## Task 1
Pick out every row that contains the string "blonde" and copy each one in full. Case counts.

## Source extract
Before making an investment decision, you should carefully consider these risks as well as
information we include or incorporate by reference in this prospectus and in any accompanying
prospectus supplement. The risks and uncertainties we have described are not the only ones facing
our Company. Additional risks and uncertainties not presently known to us or that we currently deem
immaterial may also affect our business operations.
USE OF PROCEEDS
We will not receive any proceeds from the sale of the securities by the selling
securityholders. If the warrant is exercised in full for cash, we will receive proceeds of
approximately $4.9 million, which we intend to use for general corporate purposes.
DESCRIPTION OF WARRANT TO PURCHASE COMMON STOCK
The following is a brief description of the terms of the warrant that may be resold by the
selling securityholders. This summary does not purport to be complete in all respects. This
description is subject to and qualified in its entirety by reference to the warrant, a copy of
which has been filed with the SEC and is also available upon request from us.

## Records shown

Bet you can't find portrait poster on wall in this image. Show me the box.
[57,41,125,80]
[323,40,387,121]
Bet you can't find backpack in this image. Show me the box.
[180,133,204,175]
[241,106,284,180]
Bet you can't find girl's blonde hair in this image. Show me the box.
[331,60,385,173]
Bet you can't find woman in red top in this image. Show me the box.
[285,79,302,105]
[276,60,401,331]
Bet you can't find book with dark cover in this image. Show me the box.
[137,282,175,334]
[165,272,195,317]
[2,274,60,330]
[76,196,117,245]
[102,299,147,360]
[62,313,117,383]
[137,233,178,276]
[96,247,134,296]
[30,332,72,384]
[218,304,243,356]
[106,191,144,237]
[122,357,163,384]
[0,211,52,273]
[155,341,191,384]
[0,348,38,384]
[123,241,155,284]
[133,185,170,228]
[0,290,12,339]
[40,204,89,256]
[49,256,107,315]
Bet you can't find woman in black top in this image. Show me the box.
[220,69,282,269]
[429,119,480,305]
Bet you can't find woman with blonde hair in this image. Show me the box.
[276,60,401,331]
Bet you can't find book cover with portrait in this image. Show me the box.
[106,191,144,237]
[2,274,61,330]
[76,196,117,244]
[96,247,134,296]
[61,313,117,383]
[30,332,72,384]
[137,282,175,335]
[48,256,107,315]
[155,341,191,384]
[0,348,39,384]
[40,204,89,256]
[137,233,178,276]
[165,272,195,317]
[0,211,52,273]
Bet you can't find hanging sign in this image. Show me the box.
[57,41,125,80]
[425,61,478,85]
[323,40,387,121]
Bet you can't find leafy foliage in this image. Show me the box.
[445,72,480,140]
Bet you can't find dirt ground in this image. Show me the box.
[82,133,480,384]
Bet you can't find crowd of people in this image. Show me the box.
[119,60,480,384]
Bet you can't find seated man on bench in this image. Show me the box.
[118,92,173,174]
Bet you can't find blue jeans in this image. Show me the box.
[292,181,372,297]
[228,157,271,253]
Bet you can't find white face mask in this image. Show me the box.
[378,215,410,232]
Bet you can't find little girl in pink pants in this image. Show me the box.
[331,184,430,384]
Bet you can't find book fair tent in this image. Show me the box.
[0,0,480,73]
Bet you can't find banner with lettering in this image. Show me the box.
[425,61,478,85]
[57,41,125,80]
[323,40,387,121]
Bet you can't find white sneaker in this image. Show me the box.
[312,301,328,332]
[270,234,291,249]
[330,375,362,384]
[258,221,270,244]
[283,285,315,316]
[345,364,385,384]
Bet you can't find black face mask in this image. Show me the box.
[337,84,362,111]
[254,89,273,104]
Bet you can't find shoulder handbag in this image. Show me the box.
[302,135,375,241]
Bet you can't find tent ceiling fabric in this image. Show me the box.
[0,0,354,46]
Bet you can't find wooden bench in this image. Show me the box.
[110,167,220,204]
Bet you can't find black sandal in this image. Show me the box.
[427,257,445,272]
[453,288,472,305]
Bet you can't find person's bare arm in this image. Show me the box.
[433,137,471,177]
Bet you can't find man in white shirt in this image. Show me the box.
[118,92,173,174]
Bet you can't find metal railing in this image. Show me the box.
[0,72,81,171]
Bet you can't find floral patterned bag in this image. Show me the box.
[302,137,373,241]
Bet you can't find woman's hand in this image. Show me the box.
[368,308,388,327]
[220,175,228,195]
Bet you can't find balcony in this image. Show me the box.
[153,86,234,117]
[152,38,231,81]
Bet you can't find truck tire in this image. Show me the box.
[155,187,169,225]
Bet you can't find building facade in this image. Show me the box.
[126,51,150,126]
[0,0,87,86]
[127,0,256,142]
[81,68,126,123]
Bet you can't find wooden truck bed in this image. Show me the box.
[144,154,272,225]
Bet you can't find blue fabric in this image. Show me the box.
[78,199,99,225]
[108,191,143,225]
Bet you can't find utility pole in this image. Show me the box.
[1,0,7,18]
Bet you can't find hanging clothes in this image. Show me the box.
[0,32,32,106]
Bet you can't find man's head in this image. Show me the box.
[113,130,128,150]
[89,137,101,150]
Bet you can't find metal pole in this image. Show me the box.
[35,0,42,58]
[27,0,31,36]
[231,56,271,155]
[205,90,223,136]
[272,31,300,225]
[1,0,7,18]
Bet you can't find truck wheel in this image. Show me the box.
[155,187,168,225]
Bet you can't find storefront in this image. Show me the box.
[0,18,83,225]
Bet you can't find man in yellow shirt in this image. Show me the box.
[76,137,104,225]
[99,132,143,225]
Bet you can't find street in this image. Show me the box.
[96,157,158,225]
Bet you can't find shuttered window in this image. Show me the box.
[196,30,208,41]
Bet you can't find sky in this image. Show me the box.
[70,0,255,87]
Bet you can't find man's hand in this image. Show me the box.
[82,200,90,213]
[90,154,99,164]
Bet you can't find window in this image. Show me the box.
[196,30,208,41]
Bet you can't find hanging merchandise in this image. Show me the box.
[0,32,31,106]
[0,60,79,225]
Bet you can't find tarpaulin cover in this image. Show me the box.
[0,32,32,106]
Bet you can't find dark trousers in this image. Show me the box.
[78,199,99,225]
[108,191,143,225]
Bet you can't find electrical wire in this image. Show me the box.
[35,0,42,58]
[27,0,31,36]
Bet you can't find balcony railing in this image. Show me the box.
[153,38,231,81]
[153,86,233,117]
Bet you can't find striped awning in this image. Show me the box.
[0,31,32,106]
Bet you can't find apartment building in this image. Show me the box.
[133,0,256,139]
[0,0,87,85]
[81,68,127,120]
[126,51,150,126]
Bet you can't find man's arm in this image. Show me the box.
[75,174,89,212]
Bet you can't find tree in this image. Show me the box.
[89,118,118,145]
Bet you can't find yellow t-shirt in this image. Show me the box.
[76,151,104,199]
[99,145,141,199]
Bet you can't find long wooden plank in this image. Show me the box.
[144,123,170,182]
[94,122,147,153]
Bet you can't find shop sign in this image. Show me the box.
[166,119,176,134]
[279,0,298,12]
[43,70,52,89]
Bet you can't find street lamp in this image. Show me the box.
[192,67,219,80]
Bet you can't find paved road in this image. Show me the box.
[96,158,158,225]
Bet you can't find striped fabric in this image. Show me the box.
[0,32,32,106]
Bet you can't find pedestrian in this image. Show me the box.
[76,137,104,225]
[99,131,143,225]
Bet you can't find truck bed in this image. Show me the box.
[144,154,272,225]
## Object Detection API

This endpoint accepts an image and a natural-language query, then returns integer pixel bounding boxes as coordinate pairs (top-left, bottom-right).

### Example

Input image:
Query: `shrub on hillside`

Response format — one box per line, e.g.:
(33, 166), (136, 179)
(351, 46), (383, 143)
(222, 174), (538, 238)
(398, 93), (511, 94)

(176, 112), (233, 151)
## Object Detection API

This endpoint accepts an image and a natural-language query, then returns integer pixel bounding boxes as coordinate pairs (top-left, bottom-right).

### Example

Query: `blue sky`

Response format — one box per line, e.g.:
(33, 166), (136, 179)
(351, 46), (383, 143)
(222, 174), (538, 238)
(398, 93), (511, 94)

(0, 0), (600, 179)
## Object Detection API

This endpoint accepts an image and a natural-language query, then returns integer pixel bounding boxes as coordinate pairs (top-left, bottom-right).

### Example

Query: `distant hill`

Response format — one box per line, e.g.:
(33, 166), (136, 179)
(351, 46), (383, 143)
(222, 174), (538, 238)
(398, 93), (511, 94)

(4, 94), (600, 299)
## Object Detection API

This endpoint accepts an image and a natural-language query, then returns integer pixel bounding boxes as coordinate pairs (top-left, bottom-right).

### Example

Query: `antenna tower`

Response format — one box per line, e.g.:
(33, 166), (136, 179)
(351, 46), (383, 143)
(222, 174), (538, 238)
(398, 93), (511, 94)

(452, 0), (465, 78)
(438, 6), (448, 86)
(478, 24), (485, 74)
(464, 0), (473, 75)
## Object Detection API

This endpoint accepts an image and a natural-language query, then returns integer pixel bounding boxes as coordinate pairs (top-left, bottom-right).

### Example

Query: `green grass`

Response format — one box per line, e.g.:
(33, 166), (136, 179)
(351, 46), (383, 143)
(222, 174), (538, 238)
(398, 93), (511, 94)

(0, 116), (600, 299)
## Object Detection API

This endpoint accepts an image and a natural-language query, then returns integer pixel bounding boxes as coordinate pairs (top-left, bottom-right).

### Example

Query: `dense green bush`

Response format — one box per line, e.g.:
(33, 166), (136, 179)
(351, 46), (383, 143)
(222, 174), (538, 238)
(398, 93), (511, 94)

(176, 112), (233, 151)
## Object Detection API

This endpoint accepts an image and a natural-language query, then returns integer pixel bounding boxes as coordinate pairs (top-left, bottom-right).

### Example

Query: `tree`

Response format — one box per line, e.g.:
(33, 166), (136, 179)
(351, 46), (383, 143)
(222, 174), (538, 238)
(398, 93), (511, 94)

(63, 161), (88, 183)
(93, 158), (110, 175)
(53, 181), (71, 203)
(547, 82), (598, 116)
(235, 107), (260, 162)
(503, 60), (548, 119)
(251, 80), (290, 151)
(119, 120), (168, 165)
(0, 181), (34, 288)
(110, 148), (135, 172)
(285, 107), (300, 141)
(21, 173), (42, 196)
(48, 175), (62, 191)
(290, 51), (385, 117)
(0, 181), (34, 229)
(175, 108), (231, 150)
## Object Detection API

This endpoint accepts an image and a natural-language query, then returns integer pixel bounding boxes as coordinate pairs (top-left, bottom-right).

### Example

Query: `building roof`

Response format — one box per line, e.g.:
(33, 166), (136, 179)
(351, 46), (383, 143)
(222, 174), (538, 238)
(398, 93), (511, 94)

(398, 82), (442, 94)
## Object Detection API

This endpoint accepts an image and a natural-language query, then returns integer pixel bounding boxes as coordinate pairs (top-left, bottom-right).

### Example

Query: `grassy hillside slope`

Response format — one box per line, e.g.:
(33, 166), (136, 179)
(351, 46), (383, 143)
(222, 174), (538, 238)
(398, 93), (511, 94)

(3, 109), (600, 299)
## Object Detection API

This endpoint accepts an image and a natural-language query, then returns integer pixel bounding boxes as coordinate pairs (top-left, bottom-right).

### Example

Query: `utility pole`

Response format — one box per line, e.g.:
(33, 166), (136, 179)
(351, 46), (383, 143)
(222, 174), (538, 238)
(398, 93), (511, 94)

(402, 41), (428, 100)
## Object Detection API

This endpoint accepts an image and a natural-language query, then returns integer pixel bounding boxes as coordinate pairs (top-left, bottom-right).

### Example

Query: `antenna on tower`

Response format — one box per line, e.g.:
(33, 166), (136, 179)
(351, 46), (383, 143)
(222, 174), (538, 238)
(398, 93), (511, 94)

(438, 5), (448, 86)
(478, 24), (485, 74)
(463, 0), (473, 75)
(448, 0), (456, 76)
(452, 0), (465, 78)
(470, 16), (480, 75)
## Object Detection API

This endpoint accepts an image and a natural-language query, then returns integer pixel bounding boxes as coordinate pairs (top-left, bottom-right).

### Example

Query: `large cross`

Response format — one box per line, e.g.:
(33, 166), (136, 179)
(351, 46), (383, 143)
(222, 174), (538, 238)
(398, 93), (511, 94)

## Task 2
According to the prospectus excerpt, roughly how much would the company receive if the warrant is exercised in full for cash?

## Result 1
Bet you can't find girl's blonde hair in this image. Show me the box.
Bet you can't find woman with blonde hair in this image. Show me the box.

## Result 2
Approximately $4.9 million.